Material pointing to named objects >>

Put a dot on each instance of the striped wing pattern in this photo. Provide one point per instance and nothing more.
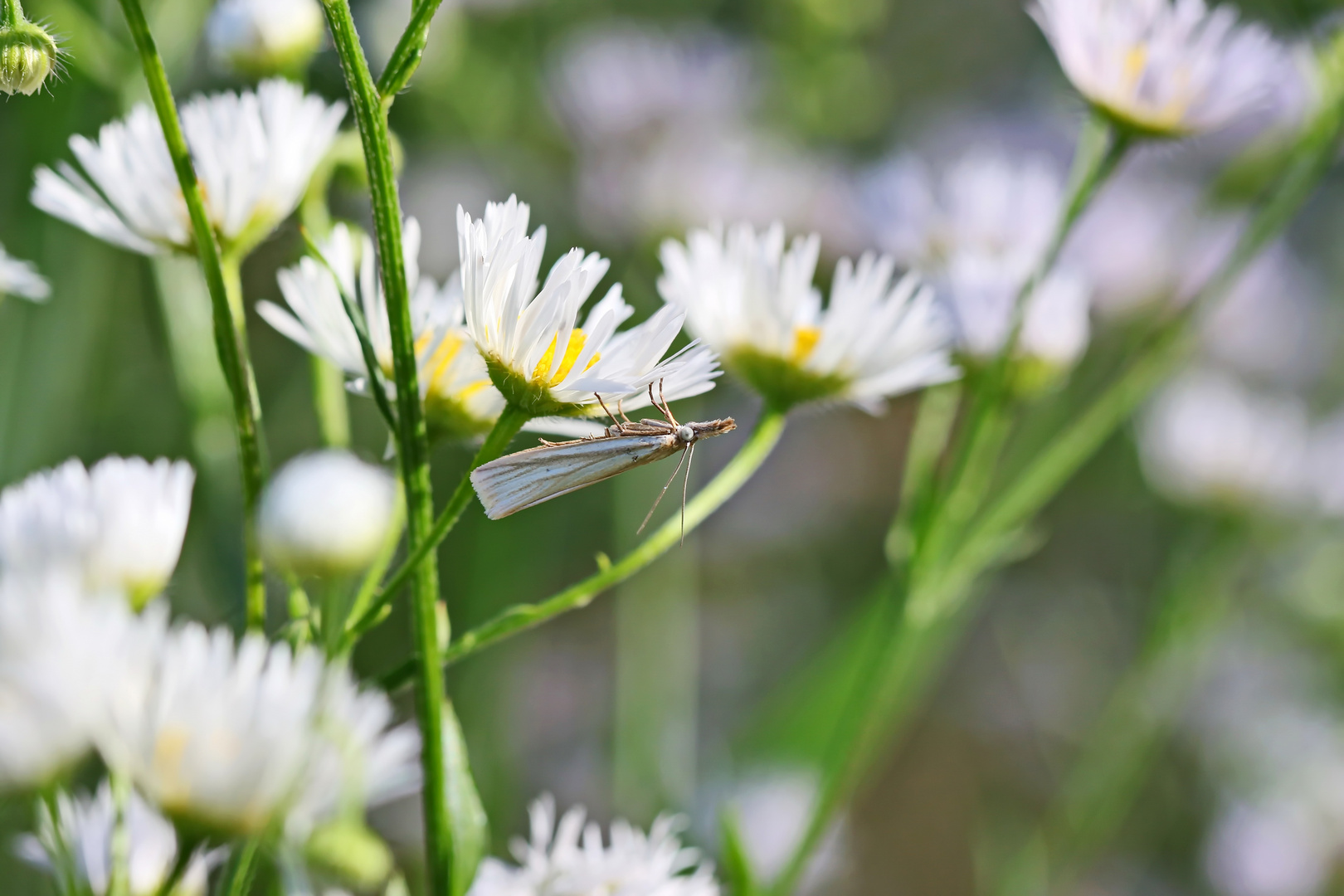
(527, 479)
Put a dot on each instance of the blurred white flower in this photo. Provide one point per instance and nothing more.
(538, 355)
(236, 739)
(1269, 850)
(570, 859)
(265, 37)
(1205, 438)
(119, 524)
(216, 735)
(460, 401)
(327, 514)
(63, 655)
(1273, 324)
(254, 155)
(1268, 730)
(1161, 66)
(752, 299)
(1148, 241)
(979, 230)
(715, 171)
(75, 845)
(362, 759)
(615, 82)
(22, 278)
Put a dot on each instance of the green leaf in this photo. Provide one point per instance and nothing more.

Task goal >> Turn all of the material above into a numbered list with one line per entry, and skip any blank lines. Leave out the pictures.

Exercise output >>
1. Put a dot on each instance of the striped wing pattern in this photo. Provide one point per instance and nothing more.
2. (527, 479)
3. Put a dot on each instance of the blurred white flower in this photo. Provide one point per instance and nothing more.
4. (538, 355)
5. (236, 739)
6. (1269, 850)
7. (570, 859)
8. (265, 37)
9. (1205, 438)
10. (119, 524)
11. (216, 735)
12. (460, 401)
13. (327, 514)
14. (63, 655)
15. (1273, 324)
16. (254, 155)
17. (1268, 730)
18. (1161, 66)
19. (752, 299)
20. (1148, 241)
21. (979, 230)
22. (715, 171)
23. (75, 845)
24. (362, 759)
25. (615, 82)
26. (22, 278)
27. Put a dot on each instance of the green leaf in this photo. Provide one point per instance and nothing more.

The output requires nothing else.